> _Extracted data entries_

** start **

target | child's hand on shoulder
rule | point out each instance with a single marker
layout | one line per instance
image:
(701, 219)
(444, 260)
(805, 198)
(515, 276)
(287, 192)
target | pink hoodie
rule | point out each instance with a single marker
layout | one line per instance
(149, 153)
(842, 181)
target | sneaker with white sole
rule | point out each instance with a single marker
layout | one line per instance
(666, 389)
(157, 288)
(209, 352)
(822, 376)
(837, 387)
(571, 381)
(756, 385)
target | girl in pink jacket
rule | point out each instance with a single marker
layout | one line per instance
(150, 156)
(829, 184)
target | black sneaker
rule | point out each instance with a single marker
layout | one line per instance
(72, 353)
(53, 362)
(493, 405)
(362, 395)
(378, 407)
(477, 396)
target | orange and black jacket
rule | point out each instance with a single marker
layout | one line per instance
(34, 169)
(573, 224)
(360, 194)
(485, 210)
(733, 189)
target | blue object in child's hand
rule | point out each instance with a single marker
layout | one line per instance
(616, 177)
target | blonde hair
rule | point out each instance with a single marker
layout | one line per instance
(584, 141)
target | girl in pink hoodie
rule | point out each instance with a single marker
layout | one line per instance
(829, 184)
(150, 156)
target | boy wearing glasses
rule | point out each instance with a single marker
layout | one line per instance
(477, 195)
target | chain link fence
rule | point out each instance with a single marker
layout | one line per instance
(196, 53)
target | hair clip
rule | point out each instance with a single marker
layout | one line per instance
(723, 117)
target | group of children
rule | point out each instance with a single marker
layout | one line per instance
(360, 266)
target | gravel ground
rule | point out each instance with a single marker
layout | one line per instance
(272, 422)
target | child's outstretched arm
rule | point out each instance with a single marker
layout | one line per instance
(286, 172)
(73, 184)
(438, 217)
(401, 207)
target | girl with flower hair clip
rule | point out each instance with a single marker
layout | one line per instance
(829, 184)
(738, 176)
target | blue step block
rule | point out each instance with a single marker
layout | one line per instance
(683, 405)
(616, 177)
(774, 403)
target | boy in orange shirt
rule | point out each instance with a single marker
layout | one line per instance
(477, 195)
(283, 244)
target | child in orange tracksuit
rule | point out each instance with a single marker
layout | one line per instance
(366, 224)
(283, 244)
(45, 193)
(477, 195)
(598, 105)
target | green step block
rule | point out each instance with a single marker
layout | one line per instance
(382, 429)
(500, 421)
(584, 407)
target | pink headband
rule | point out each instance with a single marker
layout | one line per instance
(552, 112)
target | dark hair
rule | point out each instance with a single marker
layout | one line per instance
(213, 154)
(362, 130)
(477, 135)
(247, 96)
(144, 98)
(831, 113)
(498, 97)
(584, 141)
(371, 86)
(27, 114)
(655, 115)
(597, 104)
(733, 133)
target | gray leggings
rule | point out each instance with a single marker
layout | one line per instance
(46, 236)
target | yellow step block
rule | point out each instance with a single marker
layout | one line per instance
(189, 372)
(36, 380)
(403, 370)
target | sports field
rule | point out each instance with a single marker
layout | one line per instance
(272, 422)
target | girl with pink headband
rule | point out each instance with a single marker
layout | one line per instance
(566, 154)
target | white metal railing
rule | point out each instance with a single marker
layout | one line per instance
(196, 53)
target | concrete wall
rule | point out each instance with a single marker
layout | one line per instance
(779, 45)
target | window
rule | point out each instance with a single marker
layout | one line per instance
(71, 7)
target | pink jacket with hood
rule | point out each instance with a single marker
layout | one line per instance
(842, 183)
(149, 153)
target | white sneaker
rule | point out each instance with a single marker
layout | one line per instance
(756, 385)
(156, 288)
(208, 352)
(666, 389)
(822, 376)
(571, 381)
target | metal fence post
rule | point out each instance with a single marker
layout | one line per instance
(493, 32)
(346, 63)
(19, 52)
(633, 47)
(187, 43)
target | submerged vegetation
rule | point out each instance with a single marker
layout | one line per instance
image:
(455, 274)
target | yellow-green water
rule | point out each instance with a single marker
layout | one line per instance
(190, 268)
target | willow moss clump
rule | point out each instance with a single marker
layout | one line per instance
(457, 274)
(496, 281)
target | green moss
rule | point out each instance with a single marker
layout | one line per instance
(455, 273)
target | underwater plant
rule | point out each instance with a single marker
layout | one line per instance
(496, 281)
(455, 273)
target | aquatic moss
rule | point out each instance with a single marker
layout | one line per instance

** end **

Retype the material above, line by line, exactly.

> _In response_
target | child's hand on shoulder
rule | point out each instance with a single marker
layout | one line per instance
image:
(701, 219)
(444, 260)
(805, 198)
(515, 276)
(287, 192)
target | pink hoodie
rule | point out each instance with a single marker
layout | one line per instance
(149, 153)
(842, 181)
target | sneaker with white sole
rule | point out each instance with a single marker
layout | one line per instance
(666, 389)
(157, 288)
(209, 352)
(822, 376)
(837, 387)
(571, 381)
(756, 385)
target | girl in pink jacket
rule | point out each instance with a single marker
layout | one line per instance
(150, 156)
(829, 184)
target | black sneaker
rule | point out each instance with a single marker
layout | one line per instance
(72, 353)
(53, 362)
(493, 405)
(362, 395)
(378, 407)
(477, 396)
target | orange and black jacket
rule | point out each instance with a single marker
layout | one line per instance
(34, 169)
(573, 224)
(360, 194)
(485, 210)
(733, 189)
target | blue object in child's hand
rule | point out each instance with a single marker
layout | one line per instance
(616, 177)
target | blonde hair
rule | point out each instance with a single marker
layout | one line per instance
(584, 141)
target | girl in pink hoodie
rule | point out each instance with a single marker
layout | one line per instance
(829, 184)
(150, 156)
target | boy wearing glasses
rule | point out each instance with a single marker
layout | one line per instance
(477, 195)
target | chain link fence
rule | point out each instance with a single marker
layout | one line per instance
(196, 53)
target | hair clip
rule | point out each instance with a single marker
layout | one line per instance
(723, 117)
target | group of children
rule | point out each instance with a single marker
layout | one line per instance
(360, 266)
target | gravel ground
rule | point out each instance with a single marker
layout | one line per instance
(272, 422)
target | child's outstretched arm
rule | point out each instance with a single marker
layout | one line per instance
(286, 172)
(73, 184)
(438, 217)
(401, 207)
target | girl with flower hair clip
rule | point out each instance with a single marker
layout | one line per instance
(829, 184)
(738, 176)
target | blue step block
rule | point out each instance with a single marker
layout | one line per instance
(683, 405)
(616, 177)
(774, 403)
target | boy in orange shirt
rule | point out each instance with a single marker
layout | one line per instance
(477, 195)
(283, 244)
target | child in orange tracksuit
rule | point out each instance with a single marker
layout | one line per instance
(366, 224)
(283, 244)
(45, 193)
(477, 195)
(598, 105)
target | green step block
rule | point out each instance with a single marker
layout | one line per instance
(382, 429)
(500, 421)
(584, 407)
target | pink headband
rule | point out each instance with a single marker
layout | one line per instance
(552, 112)
target | dark hair
rule | point out each instance with a single marker
layout | one line per instance
(213, 154)
(362, 130)
(477, 135)
(247, 96)
(144, 98)
(831, 113)
(498, 97)
(584, 141)
(371, 86)
(27, 114)
(655, 115)
(597, 104)
(733, 133)
target | gray leggings
rule | point out each instance with a single marker
layout | one line per instance
(46, 236)
target | yellow step block
rule | point out each instance with a single marker
layout | one line per instance
(189, 372)
(36, 380)
(403, 370)
target | sports field
rule | point out each instance with a single marker
layout | one line per instance
(272, 422)
target | girl with pink headband
rule | point out each instance with a single marker
layout | one line per instance
(566, 154)
target | white metal railing
rule | point out each instance with a single marker
layout | one line per instance
(196, 53)
target | concrete wall
rule | point out each instance with a single marker
layout | one line per instance
(779, 45)
target | window
rule | point out each instance with a single marker
layout | one line per instance
(71, 7)
target | pink jacket with hood
rule | point out each instance with a single marker
layout | one line per instance
(842, 183)
(149, 153)
target | white sneaker
rule | point out each instance with a single marker
layout | one line per instance
(756, 385)
(156, 288)
(208, 352)
(666, 389)
(822, 376)
(571, 381)
target | metal fence post
rule | point out each instance with a single marker
layout | one line per instance
(493, 32)
(346, 63)
(19, 52)
(633, 47)
(187, 43)
target | submerged vegetation
rule | point out each instance with a single marker
layout | one line per instance
image:
(455, 274)
target | yellow-green water
rule | point out each instance with a single marker
layout | one line per instance
(190, 268)
target | willow moss clump
rule | point out each instance with a single marker
layout | one line per instance
(457, 274)
(496, 281)
target | green moss
rule | point out each instance with a single marker
layout | one line per instance
(455, 273)
target | underwater plant
rule | point out each instance with a single marker
layout | one line per instance
(496, 281)
(455, 273)
target | aquatic moss
rule | point out each instance with a single marker
layout | one line per instance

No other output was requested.